* **Job**: Return all of the data exactly as given.

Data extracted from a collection
* START *

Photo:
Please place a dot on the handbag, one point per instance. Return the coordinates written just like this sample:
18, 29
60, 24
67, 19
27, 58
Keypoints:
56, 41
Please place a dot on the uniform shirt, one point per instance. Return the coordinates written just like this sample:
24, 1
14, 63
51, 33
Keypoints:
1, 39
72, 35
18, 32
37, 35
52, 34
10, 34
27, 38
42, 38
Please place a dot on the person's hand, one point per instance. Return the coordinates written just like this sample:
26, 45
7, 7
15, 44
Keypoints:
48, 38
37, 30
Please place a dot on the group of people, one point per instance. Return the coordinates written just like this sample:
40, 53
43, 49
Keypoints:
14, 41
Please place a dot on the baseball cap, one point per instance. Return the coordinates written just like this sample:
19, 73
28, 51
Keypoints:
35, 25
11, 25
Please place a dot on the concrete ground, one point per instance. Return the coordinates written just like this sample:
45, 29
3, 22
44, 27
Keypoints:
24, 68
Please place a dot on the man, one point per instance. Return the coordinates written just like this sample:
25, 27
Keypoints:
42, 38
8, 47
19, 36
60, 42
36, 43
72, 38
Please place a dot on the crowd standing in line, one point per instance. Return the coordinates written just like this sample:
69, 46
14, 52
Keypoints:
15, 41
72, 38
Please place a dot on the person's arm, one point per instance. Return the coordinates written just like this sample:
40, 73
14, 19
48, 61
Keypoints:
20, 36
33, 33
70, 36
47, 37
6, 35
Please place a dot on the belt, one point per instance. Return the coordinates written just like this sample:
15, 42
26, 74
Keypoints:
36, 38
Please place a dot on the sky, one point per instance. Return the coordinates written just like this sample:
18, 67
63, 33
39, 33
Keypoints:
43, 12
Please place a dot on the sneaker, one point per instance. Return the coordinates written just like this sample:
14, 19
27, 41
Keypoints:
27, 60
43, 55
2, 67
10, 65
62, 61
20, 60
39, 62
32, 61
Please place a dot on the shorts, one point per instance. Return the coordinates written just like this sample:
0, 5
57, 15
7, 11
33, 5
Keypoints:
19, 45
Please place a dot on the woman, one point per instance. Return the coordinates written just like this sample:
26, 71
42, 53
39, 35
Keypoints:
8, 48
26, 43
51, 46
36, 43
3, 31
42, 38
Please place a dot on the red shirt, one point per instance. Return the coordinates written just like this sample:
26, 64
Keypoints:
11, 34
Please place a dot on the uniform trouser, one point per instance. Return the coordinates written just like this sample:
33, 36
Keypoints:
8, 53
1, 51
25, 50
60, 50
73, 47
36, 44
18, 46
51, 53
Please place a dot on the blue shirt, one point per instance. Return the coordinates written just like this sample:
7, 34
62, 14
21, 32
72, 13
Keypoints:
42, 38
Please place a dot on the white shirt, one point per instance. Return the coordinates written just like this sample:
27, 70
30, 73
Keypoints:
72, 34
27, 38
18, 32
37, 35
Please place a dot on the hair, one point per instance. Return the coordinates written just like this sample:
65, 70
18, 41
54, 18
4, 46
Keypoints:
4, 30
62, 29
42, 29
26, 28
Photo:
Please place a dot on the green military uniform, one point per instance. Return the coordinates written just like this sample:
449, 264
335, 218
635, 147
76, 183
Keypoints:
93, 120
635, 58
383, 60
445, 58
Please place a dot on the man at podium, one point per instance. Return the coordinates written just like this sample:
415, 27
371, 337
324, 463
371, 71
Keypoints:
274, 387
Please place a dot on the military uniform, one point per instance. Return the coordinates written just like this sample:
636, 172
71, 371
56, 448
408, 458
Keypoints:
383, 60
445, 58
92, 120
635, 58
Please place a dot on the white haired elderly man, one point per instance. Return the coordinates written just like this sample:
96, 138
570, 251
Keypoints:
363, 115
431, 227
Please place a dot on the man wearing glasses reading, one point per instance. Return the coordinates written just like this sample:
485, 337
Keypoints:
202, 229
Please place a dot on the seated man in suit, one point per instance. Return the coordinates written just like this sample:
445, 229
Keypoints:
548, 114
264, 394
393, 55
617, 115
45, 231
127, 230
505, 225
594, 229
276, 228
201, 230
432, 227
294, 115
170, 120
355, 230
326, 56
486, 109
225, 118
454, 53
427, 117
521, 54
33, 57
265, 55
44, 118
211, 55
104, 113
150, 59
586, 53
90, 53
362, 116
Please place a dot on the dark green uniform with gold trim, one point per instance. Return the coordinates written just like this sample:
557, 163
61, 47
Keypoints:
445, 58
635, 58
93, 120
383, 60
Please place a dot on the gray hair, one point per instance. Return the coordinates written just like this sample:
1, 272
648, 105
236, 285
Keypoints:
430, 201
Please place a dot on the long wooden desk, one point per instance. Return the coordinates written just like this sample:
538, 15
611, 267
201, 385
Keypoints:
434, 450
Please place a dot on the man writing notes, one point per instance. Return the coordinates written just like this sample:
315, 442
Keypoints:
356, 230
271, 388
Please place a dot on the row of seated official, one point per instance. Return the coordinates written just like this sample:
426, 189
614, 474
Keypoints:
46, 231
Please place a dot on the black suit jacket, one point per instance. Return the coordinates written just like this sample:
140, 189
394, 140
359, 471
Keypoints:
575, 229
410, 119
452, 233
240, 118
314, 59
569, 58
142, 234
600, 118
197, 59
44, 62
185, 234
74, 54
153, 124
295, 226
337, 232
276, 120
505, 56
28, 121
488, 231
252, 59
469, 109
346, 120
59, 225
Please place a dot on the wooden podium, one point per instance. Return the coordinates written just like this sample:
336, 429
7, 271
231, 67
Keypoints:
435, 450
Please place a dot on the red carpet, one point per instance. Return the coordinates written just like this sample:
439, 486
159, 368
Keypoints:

* END *

* **Task output**:
Photo:
Please place a dot on the handbag, one point per instance. Return the coordinates written just like this sample:
18, 29
60, 24
67, 19
27, 58
Keypoints:
56, 41
Please place a dot on the uniform shirt, one point per instance. Return the coordinates written just like this sample:
24, 1
14, 63
51, 33
Keypoints:
1, 39
72, 35
18, 32
37, 35
52, 34
10, 34
27, 38
42, 38
Please place a dot on the person's hand, one point per instance. Return the coordinates written just like this sample:
26, 45
7, 7
15, 44
Keypoints:
48, 38
37, 30
Please place a dot on the group of people, one point per instance. Return the coordinates written just like this sample:
40, 53
43, 49
Keypoints:
14, 41
Please place a dot on the baseball cap, one point per instance. Return the coordinates written just like this sample:
19, 73
28, 51
Keypoints:
35, 25
11, 25
Please place a dot on the concrete ground, one point per instance. Return the coordinates written just like this sample:
45, 29
3, 22
44, 27
Keypoints:
24, 68
Please place a dot on the man, one point per instance. Return the coordinates written just like this sample:
25, 27
Keypoints:
42, 38
8, 47
19, 36
60, 42
36, 43
72, 38
Please place a dot on the crowd standing in line, one point per instance. Return the coordinates written just like this sample:
69, 46
14, 52
Keypoints:
15, 41
72, 38
Please place a dot on the person's arm, one point per instance. Return the coordinates written just like this sample:
40, 73
14, 19
48, 61
Keypoints:
20, 36
33, 33
70, 36
47, 37
6, 35
Please place a dot on the belt, one point per instance. Return the coordinates written just like this sample:
15, 42
26, 74
Keypoints:
36, 38
Please place a dot on the sky, one point per instance. Return the coordinates written just like this sample:
18, 67
63, 33
39, 33
Keypoints:
43, 12
Please place a dot on the sneaker, one point per instance. Return the coordinates written just like this sample:
14, 19
27, 41
Keypoints:
27, 60
43, 55
2, 67
10, 65
62, 61
20, 60
39, 62
32, 61
Please place a dot on the shorts, one point per instance. Return the coordinates written just like this sample:
0, 5
57, 15
7, 11
33, 5
Keypoints:
19, 45
Please place a dot on the woman, one point per instance. Return the coordinates written just like this sample:
26, 71
42, 53
39, 35
Keypoints:
8, 48
26, 43
51, 46
36, 43
3, 31
42, 38
Please place a dot on the red shirt, one point per instance. Return the coordinates written just like this sample:
26, 64
Keypoints:
11, 34
Please place a dot on the uniform trouser, one point per instance. Return the coordinates written just like this sample:
33, 36
Keypoints:
8, 53
1, 51
25, 50
60, 50
73, 47
36, 44
18, 46
51, 53
Please place a dot on the blue shirt, one point per instance. Return the coordinates written just like this sample:
7, 34
62, 14
21, 32
72, 13
Keypoints:
42, 38
Please place a dot on the white shirt, one point per instance. Return the coordinates written just like this sample:
27, 70
30, 73
Keypoints:
72, 34
27, 38
18, 32
37, 35
Please place a dot on the hair, one point per instance. Return the coordinates written just like this sample:
65, 70
18, 41
54, 18
4, 46
Keypoints:
4, 30
62, 29
42, 29
26, 28
Photo:
Please place a dot on the green military uniform, one point per instance. Return the coordinates written just like this sample:
449, 264
335, 218
635, 147
76, 183
Keypoints:
93, 120
635, 58
383, 60
445, 58
Please place a dot on the man at podium, one point per instance. Return the coordinates written just like this sample:
415, 27
371, 337
324, 463
371, 71
Keypoints:
274, 387
Please place a dot on the military uniform, one point per instance. Return the coordinates written just like this sample:
636, 172
71, 371
56, 448
408, 458
Keypoints:
383, 60
445, 58
92, 120
635, 58
Please place a dot on the white haired elderly man, one point per instance. Return the coordinates written just like this sample:
96, 138
570, 251
Keypoints:
363, 115
431, 227
Please place a dot on the man wearing glasses reading, one point per instance. Return the coordinates written just like this sample:
485, 337
Keypoints:
202, 229
Please place a dot on the seated man in suit, one point per instance. Return the coordinates written just like this sample:
445, 229
Keypoints:
548, 114
264, 394
393, 55
617, 115
45, 231
127, 230
505, 225
594, 229
276, 228
201, 230
432, 227
294, 115
170, 120
355, 230
326, 56
486, 109
225, 118
454, 53
427, 117
521, 54
33, 57
265, 55
44, 118
211, 55
104, 113
150, 59
586, 53
90, 53
362, 116
Please place a dot on the dark green uniform with gold trim, one point per instance. Return the coordinates written just like this sample:
557, 163
61, 47
Keypoints:
445, 58
635, 58
93, 120
383, 60
Please place a dot on the gray hair, one point per instance. Return the coordinates written just like this sample:
1, 272
648, 105
236, 285
Keypoints:
430, 201
Please place a dot on the long wooden desk, one point per instance. Return the coordinates written just like this sample:
538, 15
611, 267
201, 385
Keypoints:
434, 450
Please place a dot on the man writing notes, one point per instance. Return the coordinates written just like this sample:
315, 442
Keypoints:
356, 230
271, 388
Please place a dot on the row of seated official, one point per instance. Return the coordinates written just like this sample:
426, 189
614, 474
Keypoints:
46, 231
Please place a dot on the black suit jacket, one point per instance. Return the coordinates written just like this sample:
140, 189
394, 140
359, 471
Keypoints:
575, 229
410, 119
452, 233
240, 118
314, 59
569, 58
142, 234
600, 118
197, 59
44, 62
185, 234
74, 54
153, 124
295, 226
337, 232
276, 120
505, 56
28, 121
488, 231
252, 59
469, 109
346, 120
59, 225
Please place a dot on the wooden podium, one point per instance. Return the coordinates written just like this sample:
336, 429
7, 271
231, 67
Keypoints:
435, 450
Please place a dot on the red carpet, one point per instance. Return the coordinates written just like this sample:
439, 486
159, 368
Keypoints:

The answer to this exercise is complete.